Your objective
Type out the records that follow, exactly as given.

▬▬▬▬▬▬▬▬▬▬

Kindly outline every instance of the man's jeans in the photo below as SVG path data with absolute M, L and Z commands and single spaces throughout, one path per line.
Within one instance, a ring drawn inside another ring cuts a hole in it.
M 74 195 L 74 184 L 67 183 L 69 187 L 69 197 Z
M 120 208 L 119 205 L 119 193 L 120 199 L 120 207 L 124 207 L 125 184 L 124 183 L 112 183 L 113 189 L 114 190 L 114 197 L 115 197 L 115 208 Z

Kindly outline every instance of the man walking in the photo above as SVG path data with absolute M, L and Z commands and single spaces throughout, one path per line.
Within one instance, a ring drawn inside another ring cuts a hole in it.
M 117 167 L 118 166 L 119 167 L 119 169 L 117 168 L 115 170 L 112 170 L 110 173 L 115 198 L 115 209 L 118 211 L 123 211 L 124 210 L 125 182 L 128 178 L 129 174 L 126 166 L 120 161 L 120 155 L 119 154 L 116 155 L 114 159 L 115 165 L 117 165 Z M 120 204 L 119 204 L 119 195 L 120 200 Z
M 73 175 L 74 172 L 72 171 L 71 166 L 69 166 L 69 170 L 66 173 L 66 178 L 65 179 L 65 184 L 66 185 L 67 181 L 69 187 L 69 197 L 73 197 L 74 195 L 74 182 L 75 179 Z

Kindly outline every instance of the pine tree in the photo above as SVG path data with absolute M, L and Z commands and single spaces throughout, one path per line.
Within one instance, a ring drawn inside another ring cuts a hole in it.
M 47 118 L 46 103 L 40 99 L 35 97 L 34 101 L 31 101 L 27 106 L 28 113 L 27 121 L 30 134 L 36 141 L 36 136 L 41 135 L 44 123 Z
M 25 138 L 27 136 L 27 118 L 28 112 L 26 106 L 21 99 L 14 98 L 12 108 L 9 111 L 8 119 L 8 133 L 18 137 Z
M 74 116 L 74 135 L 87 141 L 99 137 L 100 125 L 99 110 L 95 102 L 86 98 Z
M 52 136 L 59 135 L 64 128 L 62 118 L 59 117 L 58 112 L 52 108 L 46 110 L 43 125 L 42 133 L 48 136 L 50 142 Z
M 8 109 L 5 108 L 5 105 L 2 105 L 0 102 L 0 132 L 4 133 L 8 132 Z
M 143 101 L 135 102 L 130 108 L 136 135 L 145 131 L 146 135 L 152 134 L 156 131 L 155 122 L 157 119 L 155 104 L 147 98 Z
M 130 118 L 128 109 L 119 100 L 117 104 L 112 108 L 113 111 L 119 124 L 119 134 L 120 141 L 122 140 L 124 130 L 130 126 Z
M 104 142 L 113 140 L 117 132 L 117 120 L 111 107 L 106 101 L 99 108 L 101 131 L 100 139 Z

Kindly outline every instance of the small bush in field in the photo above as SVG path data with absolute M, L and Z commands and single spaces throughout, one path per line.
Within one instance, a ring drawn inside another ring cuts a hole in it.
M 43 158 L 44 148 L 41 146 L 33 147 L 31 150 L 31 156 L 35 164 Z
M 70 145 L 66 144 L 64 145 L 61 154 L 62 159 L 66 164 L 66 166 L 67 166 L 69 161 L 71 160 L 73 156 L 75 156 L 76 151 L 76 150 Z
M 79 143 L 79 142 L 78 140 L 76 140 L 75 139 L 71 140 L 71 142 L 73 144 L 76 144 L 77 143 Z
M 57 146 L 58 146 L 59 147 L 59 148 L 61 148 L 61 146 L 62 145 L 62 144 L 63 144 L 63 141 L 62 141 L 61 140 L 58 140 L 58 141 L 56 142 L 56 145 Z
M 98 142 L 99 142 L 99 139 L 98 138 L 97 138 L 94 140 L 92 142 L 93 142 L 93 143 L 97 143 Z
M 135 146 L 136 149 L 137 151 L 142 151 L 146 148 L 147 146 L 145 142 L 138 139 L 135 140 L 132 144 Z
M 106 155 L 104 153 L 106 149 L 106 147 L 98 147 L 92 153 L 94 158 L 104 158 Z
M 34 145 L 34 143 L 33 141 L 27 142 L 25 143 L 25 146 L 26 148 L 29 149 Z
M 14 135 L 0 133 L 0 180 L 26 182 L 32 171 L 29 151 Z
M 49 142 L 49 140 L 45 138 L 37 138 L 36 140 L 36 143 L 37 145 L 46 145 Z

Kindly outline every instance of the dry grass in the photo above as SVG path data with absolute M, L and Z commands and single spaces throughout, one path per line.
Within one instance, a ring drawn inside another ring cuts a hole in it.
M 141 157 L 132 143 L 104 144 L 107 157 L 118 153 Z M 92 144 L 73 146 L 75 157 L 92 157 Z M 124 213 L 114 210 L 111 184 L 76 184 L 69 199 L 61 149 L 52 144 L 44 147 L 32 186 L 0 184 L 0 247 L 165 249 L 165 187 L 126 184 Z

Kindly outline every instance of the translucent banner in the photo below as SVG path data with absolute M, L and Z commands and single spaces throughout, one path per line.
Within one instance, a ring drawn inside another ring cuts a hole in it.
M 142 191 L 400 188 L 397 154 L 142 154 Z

▬▬▬▬▬▬▬▬▬▬

Output for this task
Kindly outline every instance of the man's jeans in the photo below as SVG path data with absolute M, L and Z commands and single spaces throughout, one path per line.
Within one instance, a ring drawn inside another ring cuts a hole in it.
M 74 195 L 74 184 L 67 183 L 69 187 L 69 197 Z
M 120 208 L 119 205 L 119 193 L 120 199 L 120 207 L 124 207 L 125 184 L 124 183 L 112 183 L 113 189 L 114 190 L 114 197 L 115 197 L 115 208 Z

Kindly outline every instance of the man walking in the photo above as SVG path data with absolute M, L and Z commands and single spaces throughout, one path per line.
Within one instance, a ring drawn inside another ring cuts a hole in it.
M 117 167 L 118 166 L 119 167 L 119 169 L 117 168 L 115 170 L 112 170 L 110 173 L 115 198 L 115 209 L 118 211 L 123 211 L 124 210 L 125 182 L 128 178 L 129 174 L 126 166 L 120 161 L 120 155 L 119 154 L 116 155 L 114 159 L 115 165 L 117 165 Z M 120 204 L 119 204 L 119 195 L 120 200 Z
M 73 175 L 74 172 L 72 171 L 71 166 L 69 166 L 69 170 L 66 173 L 66 178 L 65 179 L 65 184 L 66 185 L 67 181 L 69 187 L 69 197 L 73 197 L 74 195 L 74 182 L 75 179 Z

Kindly outline every instance of the pine tree in the photo above as SVG path data with absolute M, L and Z commands and single spaces throughout, one path per line.
Within one instance, a ring drawn inside another ring cuts a hole in it.
M 47 118 L 46 103 L 40 99 L 35 97 L 34 101 L 31 101 L 27 106 L 28 113 L 27 121 L 30 134 L 36 141 L 36 136 L 41 135 L 44 123 Z
M 25 138 L 27 136 L 27 118 L 28 112 L 26 106 L 21 99 L 14 98 L 12 108 L 9 111 L 8 119 L 8 133 L 18 137 Z
M 74 116 L 74 135 L 87 141 L 99 137 L 100 125 L 99 110 L 95 102 L 86 98 Z
M 52 136 L 59 135 L 64 128 L 62 118 L 59 117 L 58 112 L 52 108 L 46 110 L 43 125 L 42 133 L 48 136 L 50 142 Z
M 8 109 L 5 108 L 5 105 L 2 105 L 0 102 L 0 132 L 4 133 L 8 132 Z
M 143 101 L 135 102 L 130 108 L 136 135 L 145 131 L 146 135 L 152 134 L 156 131 L 155 122 L 157 119 L 155 104 L 147 98 Z
M 130 118 L 128 109 L 119 100 L 117 104 L 112 108 L 113 111 L 119 124 L 119 134 L 120 141 L 122 140 L 124 130 L 130 126 Z
M 104 142 L 113 140 L 117 132 L 117 120 L 111 107 L 106 101 L 99 108 L 101 131 L 100 139 Z

Kindly outline every instance of the small bush in field in the photo above as SVG path data with absolute M, L and Z commands and single spaces throughout, one path per line.
Within one instance, a ring drawn inside another ring cuts a hole in it.
M 43 158 L 44 148 L 41 146 L 33 147 L 31 150 L 31 156 L 35 164 Z
M 70 145 L 66 144 L 64 145 L 61 154 L 62 159 L 66 164 L 66 166 L 67 166 L 69 161 L 71 160 L 73 156 L 75 156 L 76 151 L 76 150 Z
M 79 143 L 79 142 L 78 140 L 76 140 L 75 139 L 71 140 L 71 142 L 73 144 L 76 144 L 77 143 Z
M 57 146 L 58 146 L 59 147 L 59 148 L 61 148 L 61 146 L 62 145 L 62 144 L 63 144 L 63 141 L 62 141 L 61 140 L 58 140 L 58 141 L 56 142 L 56 145 Z
M 98 142 L 99 142 L 99 139 L 98 138 L 97 138 L 94 140 L 92 142 L 93 142 L 93 143 L 97 143 Z
M 135 146 L 136 149 L 137 151 L 142 151 L 146 148 L 147 146 L 145 142 L 138 139 L 135 140 L 132 144 Z
M 106 155 L 104 153 L 106 149 L 106 147 L 98 147 L 92 153 L 94 158 L 104 158 Z
M 34 145 L 34 143 L 33 141 L 27 142 L 25 143 L 25 146 L 26 148 L 29 149 Z
M 14 135 L 0 133 L 0 180 L 26 182 L 32 171 L 29 151 Z
M 49 142 L 49 140 L 45 138 L 37 138 L 36 140 L 36 143 L 37 145 L 46 145 Z

Kindly outline every instance of the dry grass in the photo above as SVG path data with absolute M, L and Z commands and single spaces throughout, one path per line.
Within one instance, a ring drawn inside another ring cuts a hole in it.
M 141 157 L 132 143 L 104 144 L 107 157 L 118 153 Z M 92 144 L 73 146 L 75 157 L 92 157 Z M 124 213 L 114 210 L 111 184 L 76 184 L 69 199 L 61 149 L 52 144 L 44 147 L 32 186 L 0 184 L 0 247 L 165 249 L 165 187 L 126 184 Z

Kindly outline every instance of the translucent banner in the photo below as SVG path data with absolute M, L and Z commands and single spaces throughout, one path per line.
Within one instance, a ring drawn inside another ring cuts a hole in it.
M 142 191 L 400 188 L 397 154 L 142 154 Z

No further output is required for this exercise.